#### Passage shown ####

In the White House during the evening of December 6, a young naval aide carried up to the President’s study a locked pouch containing communications from Tokyo to the Japanese embassy in Washington. For over a year these messages had been decoded by American cryptanalysts. The President was seated at his desk; Hopkins paced slowly back and forth. Both men carefully read through the messages. The young aide later recalled their reactions:

“This means war,” Roosevelt said.

Since war would undoubtedly come at the convenience of the Japanese, Hopkins observed, it was too bad that the United States could not strike the first blow and prevent a surprise.

“No, we can’t do that,” the President said. “We are a democracy and a peaceful people.” Then he added, raising his voice a bit, “But we have a good record.”

That same evening Japanese carriers northwest of Oahu were turning to starboard and speeding south with relentless accuracy, amid mounting seas, toward Pearl Harbor.

Thundering down over the green fields of Oahu, the attacking aviators could hardly believe how calm and orderly everything seemed—Pearl Harbor and Honolulu bathed in the bright morning sunlight, the orderly rows of barracks and aircraft, the while highway wriggling through the hills, and the great battlewagons anchored two by two along the mooring quays. Their commander, Fuchida Milsuo, remembered the mightiest fleets he had seen assembled in German and French harbors, but, he said later, he had never seen warships anchored so closely together. In the next 140 minutes 181 Japanese fighters, dive bombers, and torpedo planes ranged up and down Oahu almost at will, leaving four battleships sunk or sinking, four others mauled, 150 aircraft destroyed, barracks and airfields ravaged, more than 2,300 soldiers and sailors killed. The Japanese lost around thirty planes before turning back to their carriers.

It was a brilliant stroke, planned with imagination and painstaking care, executed with audacity, and backed up with a superbly equipped and trained naval force. The Japanese had some luck—their flattops had been undetected—but they had bad luck too, for of the carriers they expected
to find at Pearl that day, one was being repaired in Puget Sound and two were off on sea missions. The Japanese gained, however, from the poor military intelligence and the lazy security and communications arrangements of the American command. Above all, they benefited from the Americans’ faulty ideas—especially the idea that the “Japs” would never— never—attack the powerful fortress on Oahu. Despite later accusations, Washington did not “plan it that way”; the Japanese did that. Not a conspiracy theory but a complacency theory explains the surprise at Pearl Harbor—pervasive complacency in Washington and at every other level over Hawaii’s state of readiness, over Tokyo’s alleged military weakness, and over the degree of American knowledge of Japanese intentions and capabilities.

In Washington, Navy Secretary Knox exclaimed “My God!” when the flash came in:
AIR RAID ON PEARL HARBOR. THIS IS NO DRILL.

####

* _Stated exercise_
Carry the account of the Pearl Harbor attack above forward from its final line, beginning with the next sentence.

#### Provided data ####

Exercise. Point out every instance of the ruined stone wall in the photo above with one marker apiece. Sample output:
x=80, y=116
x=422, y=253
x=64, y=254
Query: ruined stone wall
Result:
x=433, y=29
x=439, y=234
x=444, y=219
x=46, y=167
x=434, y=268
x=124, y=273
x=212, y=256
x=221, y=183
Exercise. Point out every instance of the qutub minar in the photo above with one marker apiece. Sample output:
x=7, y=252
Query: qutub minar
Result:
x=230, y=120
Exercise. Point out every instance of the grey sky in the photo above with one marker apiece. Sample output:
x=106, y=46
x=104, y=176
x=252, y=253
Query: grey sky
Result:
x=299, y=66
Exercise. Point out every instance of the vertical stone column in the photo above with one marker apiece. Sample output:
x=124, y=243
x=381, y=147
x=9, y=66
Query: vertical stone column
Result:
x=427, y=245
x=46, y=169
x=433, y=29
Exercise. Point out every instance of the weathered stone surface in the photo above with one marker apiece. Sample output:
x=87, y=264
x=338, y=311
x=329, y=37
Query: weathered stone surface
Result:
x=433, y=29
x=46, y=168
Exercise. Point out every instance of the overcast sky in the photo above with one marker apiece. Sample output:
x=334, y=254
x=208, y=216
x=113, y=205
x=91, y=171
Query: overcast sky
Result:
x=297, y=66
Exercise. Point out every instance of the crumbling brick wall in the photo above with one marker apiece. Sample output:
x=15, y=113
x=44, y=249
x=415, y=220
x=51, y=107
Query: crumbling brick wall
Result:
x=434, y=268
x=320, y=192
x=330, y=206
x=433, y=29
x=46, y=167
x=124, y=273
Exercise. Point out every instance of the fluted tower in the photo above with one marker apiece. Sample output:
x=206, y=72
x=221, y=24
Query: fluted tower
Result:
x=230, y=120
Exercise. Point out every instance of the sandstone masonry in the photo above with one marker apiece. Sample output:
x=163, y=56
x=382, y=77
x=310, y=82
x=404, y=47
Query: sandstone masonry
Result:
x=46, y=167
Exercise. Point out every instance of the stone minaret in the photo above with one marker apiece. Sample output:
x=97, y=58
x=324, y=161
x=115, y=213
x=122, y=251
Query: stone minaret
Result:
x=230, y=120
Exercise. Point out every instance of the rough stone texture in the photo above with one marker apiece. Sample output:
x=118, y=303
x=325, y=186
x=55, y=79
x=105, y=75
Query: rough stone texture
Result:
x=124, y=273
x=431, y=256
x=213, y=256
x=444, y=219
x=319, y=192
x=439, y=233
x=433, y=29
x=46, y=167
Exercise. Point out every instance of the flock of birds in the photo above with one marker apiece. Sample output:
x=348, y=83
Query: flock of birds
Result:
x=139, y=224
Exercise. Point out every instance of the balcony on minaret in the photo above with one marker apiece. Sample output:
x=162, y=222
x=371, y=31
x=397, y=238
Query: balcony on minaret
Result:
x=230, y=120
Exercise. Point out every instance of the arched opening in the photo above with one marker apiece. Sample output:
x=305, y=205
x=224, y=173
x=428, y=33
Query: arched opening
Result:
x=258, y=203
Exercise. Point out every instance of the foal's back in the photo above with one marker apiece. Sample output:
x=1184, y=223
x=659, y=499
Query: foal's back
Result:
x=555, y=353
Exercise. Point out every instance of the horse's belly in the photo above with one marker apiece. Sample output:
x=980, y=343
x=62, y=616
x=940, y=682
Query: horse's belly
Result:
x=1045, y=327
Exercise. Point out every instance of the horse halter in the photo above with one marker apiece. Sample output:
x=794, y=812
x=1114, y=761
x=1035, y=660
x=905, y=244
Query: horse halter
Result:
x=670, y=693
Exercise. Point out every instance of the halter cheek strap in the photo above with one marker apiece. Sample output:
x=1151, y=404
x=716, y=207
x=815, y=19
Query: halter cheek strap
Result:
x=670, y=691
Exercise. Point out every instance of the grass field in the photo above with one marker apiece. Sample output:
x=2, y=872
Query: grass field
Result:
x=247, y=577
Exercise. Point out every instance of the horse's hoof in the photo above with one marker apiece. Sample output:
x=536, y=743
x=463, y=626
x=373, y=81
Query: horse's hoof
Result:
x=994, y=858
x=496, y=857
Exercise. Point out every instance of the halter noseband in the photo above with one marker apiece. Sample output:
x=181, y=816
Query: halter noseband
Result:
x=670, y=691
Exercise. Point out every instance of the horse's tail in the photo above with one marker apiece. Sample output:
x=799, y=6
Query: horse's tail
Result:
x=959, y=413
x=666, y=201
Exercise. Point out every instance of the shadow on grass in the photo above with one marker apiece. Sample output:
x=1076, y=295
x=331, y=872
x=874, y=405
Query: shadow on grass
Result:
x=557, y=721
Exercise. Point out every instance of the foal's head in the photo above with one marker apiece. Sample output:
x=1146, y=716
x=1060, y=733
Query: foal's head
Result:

####

* _Answer to this exercise_
“This can’t be true! This must mean the Philippines.” Knox telephoned the President, who was sitting at his desk talking with Hopkins. There must be some mistake, Hopkins said. Roosevelt disagreed; it was just the kind of unexpected thing, he said, that the Japanese would do. Soon the horrifying details were coming in.

In Tokyo hundreds of loudspeakers blared out the news in the streets. Some older people moved off to the Palace gates to pray for victory. The Emperor toned down an imperial rescript, adding his personal regret that the Empire was at war. In a radio address Prime Minister Tojo warned of a long war for the future of Japan and East Asia. There followed a recorded martial song:

Across the sea, corpses in the water;

Across the mountain, corpses in the field.

I shall die only for the Emperor,

I shall never look back.

At Chequers, Winston Churchill had a moment of pure joy. So he had won after all. Yes, after Dunkirk, the fall of France, the fear of invasion, the U-boat struggle in the Atlantic, after seventeen months of Britain’s lonely fight—the war was won. England would live; the Commonwealth and the Empire would live. The war would last long, but all the rest would be merely the proper application of overwhelming force. People had said that the Americans were soft, he reflected—divided, talkative, affluent, fearful of shedding blood. But he knew better—he had studied the Civil War, fought out to the last desperate inch.

In Berlin, just returned from the Russian front, where the Red Army was vigorously counterattacking, Adolf Hitler had little hesitation in fulfilling
his obligation to his Pacific ally, even though Tokyo had not given him advance word of Pearl Harbor. He and Ribbentrop had orally promised Japan that Germany would fight the United States if Japan did. But this promise was not the main reason for Hitler’s decision. The Führer felt that the Americans had already declared war on
him
by attacking his ships—a feeling confirmed when Roosevelt in a fireside chat two days after Pearl Harbor declared flatly that “Germany and Italy, regardless of any formal declaration of war, consider themselves at war with the United States at this moment just as much as they consider themselves at war with Britain or Russia.” Both Hitler and Roosevelt recognized the inevitably wide involvement of nations locked in a global war. Even so, there was a manic quality to Hitler’s decision to war on the United States. Audacity and bravado had worked for him in the past; they would work again. He loathed Roosevelt personally with almost hysterical intensity. This manic quality explains in part the only real mystery in Hitler’s behavior after Pearl Harbor—his failure to press Japan harder to attack Russia, as a quid pro quo. Perhaps, though, Hitler recognized reality here. The Japanese would never take on the colossus to the north as long as they were so engaged in operations to the south.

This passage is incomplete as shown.